## Excerpted passage
----
I managed to wait it out in the slowly-heating tent for about twenty minutes,
before accepting what I knew already, that it would be more enjoyable, worthwhile
and allround better for me if I could just get up and start doing something
- like walking. Which I did. I was keen to explore the area - I’d first been
on this farm when, aged about ten, I camped here with Woodcraft Folk The
camp was legendary for many reasons, not least the non-stop rain which meant
we
got to have a floating campfire on our last day, and the ongoing rivalry
with another Woodcraft group camped next door which culminated in the Battle
of
Frog Island.
Philip had brought a Kermit puppet with him that camp. And the wood, crisscrossed
with channels and ditches, was turned by the rain into a series of islands.
And so Kermit became the king of his own island, christened naturally Frog
Island. Many and varied were the games we played around there, but when Solent
Woodcraft Folk kidnapped my secret heart-throb Jessica Banaji and another
girl, just as we were being called back to the campsite for lunch, this proved
to much for me. I demanded the girls back at knife-(penknife)-point and,
to my huge surprise, the enemy took me at face value, for the knife-wielding
psycho I gave every impression of being rather than the scared heavily outnumbered
kid I really was, and they freed the girls to go back to the campsite with
me. I was jubilant - I had rescued my beloved and, in so doing, proven my
manhood.
All quite irrelevant 24 years later, nothing did ever come of my longing
for Jessica, and Frog Island was just another incident, albeit a very memorable
one, in childhood’s tapestry of nostalgia. But I hadn’t been back since,
and I was dying to see whether I recognised it. Well, in part I did, but
the forest was a lot more complex than I’d ever remembered. And it changed
with every few steps.
I entered into a commercial pine forest, all tall straight trees, no greenery
below the forty-foot level, the floor an unwalkable mess of branches and
pine-needles, nothing apparent alive. I was immediately disappointed - it
was so drab, so inhuman, was this really the landscape that had lived on
in my dreams? Twenty feet further it changed though, the pines had been felled
and just the uneven, branch-strewn ground was left, bits of greenery poking
their way up between the cracks. I saw a small plant with round purple heads
which looked vaguely like mint, crushed its leaves between my fingers and,
yes, it smelt minty too. Turned out to be Water
Mint and I had some fun with it later (see below).
----
[Location identification entries]

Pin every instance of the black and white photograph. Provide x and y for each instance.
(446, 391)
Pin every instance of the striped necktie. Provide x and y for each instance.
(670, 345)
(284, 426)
----
## Problem to work on
In the camping memoir about Frog Island, write out everything from "I managed to" down to "Frog Island.", keeping every word unchanged.

## Answer to this problem
I managed to wait it out in the slowly-heating tent for about twenty minutes,
before accepting what I knew already, that it would be more enjoyable, worthwhile
and allround better for me if I could just get up and start doing something
- like walking. Which I did. I was keen to explore the area - I’d first been
on this farm when, aged about ten, I camped here with Woodcraft Folk The
camp was legendary for many reasons, not least the non-stop rain which meant
we
got to have a floating campfire on our last day, and the ongoing rivalry
with another Woodcraft group camped next door which culminated in the Battle
of
Frog Island.